---- Data to examine

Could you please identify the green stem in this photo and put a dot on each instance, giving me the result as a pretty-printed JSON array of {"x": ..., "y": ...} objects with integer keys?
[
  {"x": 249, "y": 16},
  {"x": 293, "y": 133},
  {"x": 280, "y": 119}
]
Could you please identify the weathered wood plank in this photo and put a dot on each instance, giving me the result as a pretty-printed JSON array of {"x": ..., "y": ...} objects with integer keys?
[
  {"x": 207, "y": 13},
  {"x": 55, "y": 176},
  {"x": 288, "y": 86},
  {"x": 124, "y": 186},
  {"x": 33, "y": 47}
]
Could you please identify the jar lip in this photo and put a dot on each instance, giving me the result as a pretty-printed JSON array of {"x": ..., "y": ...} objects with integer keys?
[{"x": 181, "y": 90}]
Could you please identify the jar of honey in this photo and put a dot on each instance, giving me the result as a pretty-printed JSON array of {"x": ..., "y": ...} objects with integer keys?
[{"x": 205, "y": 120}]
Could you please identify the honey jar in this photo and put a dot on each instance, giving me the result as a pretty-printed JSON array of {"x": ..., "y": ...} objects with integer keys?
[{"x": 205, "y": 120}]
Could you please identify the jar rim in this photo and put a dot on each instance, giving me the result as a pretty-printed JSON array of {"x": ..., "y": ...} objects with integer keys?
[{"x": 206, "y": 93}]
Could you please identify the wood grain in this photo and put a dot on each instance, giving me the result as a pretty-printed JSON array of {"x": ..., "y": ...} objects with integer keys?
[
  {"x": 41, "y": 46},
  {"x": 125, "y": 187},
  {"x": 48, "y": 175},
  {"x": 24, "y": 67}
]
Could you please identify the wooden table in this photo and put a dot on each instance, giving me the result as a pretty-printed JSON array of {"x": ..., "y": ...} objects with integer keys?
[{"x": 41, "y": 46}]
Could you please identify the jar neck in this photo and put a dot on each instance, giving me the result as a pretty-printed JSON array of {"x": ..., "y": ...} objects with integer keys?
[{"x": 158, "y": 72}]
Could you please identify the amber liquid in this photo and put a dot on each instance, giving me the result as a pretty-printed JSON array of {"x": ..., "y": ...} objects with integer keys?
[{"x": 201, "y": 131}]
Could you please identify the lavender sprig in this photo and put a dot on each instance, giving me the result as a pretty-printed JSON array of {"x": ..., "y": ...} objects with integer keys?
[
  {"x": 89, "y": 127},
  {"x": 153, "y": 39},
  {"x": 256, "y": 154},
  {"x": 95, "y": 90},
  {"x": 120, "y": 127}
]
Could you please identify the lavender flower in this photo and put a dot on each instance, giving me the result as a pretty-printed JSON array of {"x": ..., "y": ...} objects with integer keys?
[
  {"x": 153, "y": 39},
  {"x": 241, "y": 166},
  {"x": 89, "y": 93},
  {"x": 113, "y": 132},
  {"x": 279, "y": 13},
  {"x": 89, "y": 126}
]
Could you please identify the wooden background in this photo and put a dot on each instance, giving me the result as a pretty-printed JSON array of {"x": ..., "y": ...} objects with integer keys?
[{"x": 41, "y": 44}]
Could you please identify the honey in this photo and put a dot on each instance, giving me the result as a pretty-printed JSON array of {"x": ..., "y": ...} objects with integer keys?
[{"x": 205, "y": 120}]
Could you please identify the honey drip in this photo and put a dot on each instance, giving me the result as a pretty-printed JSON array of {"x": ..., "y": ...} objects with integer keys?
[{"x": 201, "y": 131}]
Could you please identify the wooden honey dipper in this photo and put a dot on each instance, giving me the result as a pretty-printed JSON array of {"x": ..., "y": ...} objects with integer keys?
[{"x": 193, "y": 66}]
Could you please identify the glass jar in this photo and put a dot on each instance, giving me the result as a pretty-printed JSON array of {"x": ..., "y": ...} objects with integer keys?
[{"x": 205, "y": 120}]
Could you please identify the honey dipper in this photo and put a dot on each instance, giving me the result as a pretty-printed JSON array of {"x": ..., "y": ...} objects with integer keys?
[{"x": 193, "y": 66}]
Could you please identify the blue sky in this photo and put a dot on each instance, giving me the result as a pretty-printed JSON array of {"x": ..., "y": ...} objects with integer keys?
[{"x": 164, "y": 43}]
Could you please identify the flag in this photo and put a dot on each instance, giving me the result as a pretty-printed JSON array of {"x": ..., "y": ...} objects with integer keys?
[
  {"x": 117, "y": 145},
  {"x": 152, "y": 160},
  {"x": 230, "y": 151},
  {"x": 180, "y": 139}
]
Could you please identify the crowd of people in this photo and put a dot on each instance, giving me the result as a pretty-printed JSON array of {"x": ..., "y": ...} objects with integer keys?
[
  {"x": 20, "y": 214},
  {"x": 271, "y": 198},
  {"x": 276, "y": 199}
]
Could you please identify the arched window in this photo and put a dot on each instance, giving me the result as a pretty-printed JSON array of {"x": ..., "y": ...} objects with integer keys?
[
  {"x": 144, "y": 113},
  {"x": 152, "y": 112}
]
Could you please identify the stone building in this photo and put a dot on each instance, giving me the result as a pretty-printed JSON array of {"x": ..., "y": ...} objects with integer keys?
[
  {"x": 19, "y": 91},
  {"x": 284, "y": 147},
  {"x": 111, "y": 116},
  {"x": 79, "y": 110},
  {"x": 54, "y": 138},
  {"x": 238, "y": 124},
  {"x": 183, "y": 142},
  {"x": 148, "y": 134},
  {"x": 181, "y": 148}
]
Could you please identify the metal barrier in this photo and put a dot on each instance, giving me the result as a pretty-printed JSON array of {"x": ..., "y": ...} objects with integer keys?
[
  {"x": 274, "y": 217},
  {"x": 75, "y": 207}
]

--------

= Instructions to follow =
All entries shown above should be duplicated without a single difference.

= Task solution =
Could you please identify the green stem in this photo and put a dot on each instance, giving me the result as a pretty-printed JSON array of {"x": ..., "y": ...} objects with integer keys?
[
  {"x": 249, "y": 16},
  {"x": 293, "y": 133},
  {"x": 280, "y": 119}
]
Could you please identify the weathered wood plank in this photo and put a dot on each instance, giving me the result as a pretty-printed JSON array of {"x": ..., "y": ...} objects with integer keys?
[
  {"x": 207, "y": 13},
  {"x": 55, "y": 176},
  {"x": 288, "y": 86},
  {"x": 124, "y": 186},
  {"x": 33, "y": 47}
]
Could you please identify the jar lip in this photo and put a dot on each instance, giving me the result as a pretty-printed JSON array of {"x": ..., "y": ...} objects with integer keys?
[{"x": 181, "y": 90}]
Could you please identify the jar of honey in this photo and put a dot on each instance, giving me the result as a pretty-printed JSON array of {"x": ..., "y": ...} objects with integer keys?
[{"x": 205, "y": 120}]
Could you please identify the honey jar in this photo and put a dot on each instance, giving me the result as a pretty-printed JSON array of {"x": ..., "y": ...} objects with integer keys?
[{"x": 205, "y": 120}]
Could you please identify the jar rim in this photo and put a dot on each instance, giving me the result as a pretty-printed JSON array of {"x": ..., "y": ...} objects with integer keys?
[{"x": 206, "y": 93}]
Could you please identify the wood grain in this photo and put a dot on each instance, giving me the result as a pretty-printed JSON array of {"x": ..., "y": ...} objects with integer keys?
[
  {"x": 41, "y": 46},
  {"x": 125, "y": 187},
  {"x": 48, "y": 175},
  {"x": 24, "y": 67}
]
Could you please identify the wooden table in this photo and put a dot on each instance, giving me the result as a pretty-printed JSON array of {"x": ..., "y": ...} objects with integer keys?
[{"x": 41, "y": 46}]
Could you please identify the jar neck in this photo and put a dot on each instance, giving me the result as a pretty-printed JSON array of {"x": ..., "y": ...} objects with integer keys?
[{"x": 158, "y": 72}]
Could you please identify the amber liquid in this photo and put a dot on each instance, giving me the result as a pretty-printed JSON array of {"x": ..., "y": ...} objects with integer keys?
[{"x": 201, "y": 131}]
Could you please identify the lavender sprig in this photo and put a dot on each instance, giving me the result as a pretty-printed JSON array of {"x": ..., "y": ...} objects with integer keys?
[
  {"x": 89, "y": 127},
  {"x": 153, "y": 39},
  {"x": 256, "y": 154},
  {"x": 95, "y": 90},
  {"x": 120, "y": 127}
]
Could you please identify the lavender flower in this photo and put a dot on each instance, giving me the result as a pretty-printed JSON array of {"x": ..., "y": ...} objects with integer keys?
[
  {"x": 153, "y": 39},
  {"x": 241, "y": 166},
  {"x": 89, "y": 93},
  {"x": 113, "y": 132},
  {"x": 279, "y": 13},
  {"x": 89, "y": 126}
]
Could you please identify the wooden background in this photo and put a dot on each instance, giving me the result as a pretty-printed JSON array of {"x": ..., "y": ...} objects with integer keys?
[{"x": 41, "y": 44}]
Could you please identify the honey in this photo and put a dot on each instance, giving me the result as a pretty-printed JSON array of {"x": ..., "y": ...} objects with integer keys?
[{"x": 205, "y": 120}]
Could you please identify the honey drip in this photo and put a dot on each instance, giving me the result as a pretty-printed JSON array of {"x": ..., "y": ...} objects with integer keys?
[{"x": 201, "y": 131}]
Could you please identify the wooden honey dipper in this photo and put a dot on each instance, giving me the result as a pretty-printed JSON array of {"x": ..., "y": ...} objects with integer keys?
[{"x": 193, "y": 66}]
Could you please identify the glass jar in this photo and put a dot on each instance, giving me the result as a pretty-printed JSON array of {"x": ..., "y": ...} objects with integer keys?
[{"x": 205, "y": 120}]
Could you please identify the honey dipper in this photo and put a dot on each instance, giving me the result as a pretty-printed JSON array of {"x": ..., "y": ...} objects with integer keys?
[{"x": 193, "y": 66}]
Could you please identify the blue sky in this photo and put a dot on each instance, giving me the result as a pretty-printed JSON array of {"x": ..., "y": ...} objects with integer keys?
[{"x": 164, "y": 43}]
Could you please identify the flag in this photo and put a dot on each instance, giving me the result as a pretty-printed JSON array of {"x": ..., "y": ...} objects with integer keys?
[
  {"x": 117, "y": 145},
  {"x": 152, "y": 160},
  {"x": 230, "y": 151},
  {"x": 180, "y": 139}
]
Could you please identify the crowd of people in this photo and put a dot on each instance, giving me the result as a pretty-printed JSON array of {"x": ..., "y": ...} objects with integer keys?
[
  {"x": 20, "y": 214},
  {"x": 271, "y": 198},
  {"x": 276, "y": 199}
]
Could you please identify the arched window in this photo and put a dot on each instance, giving me the result as a pretty-printed JSON array of {"x": ..., "y": ...} objects with integer keys?
[
  {"x": 144, "y": 113},
  {"x": 152, "y": 112}
]
Could you please identify the stone building in this photo and put a dot on each instance, giving me the result as a pretty-printed JSON array of {"x": ..., "y": ...} objects with integer keys?
[
  {"x": 19, "y": 91},
  {"x": 284, "y": 147},
  {"x": 111, "y": 116},
  {"x": 79, "y": 110},
  {"x": 54, "y": 138},
  {"x": 238, "y": 124},
  {"x": 183, "y": 142},
  {"x": 148, "y": 134},
  {"x": 181, "y": 148}
]
Could you please identify the metal barrier in this photo and put a dot on each instance, giving me the result as a pretty-printed JSON array of {"x": ..., "y": ...} objects with integer keys?
[
  {"x": 274, "y": 217},
  {"x": 75, "y": 207}
]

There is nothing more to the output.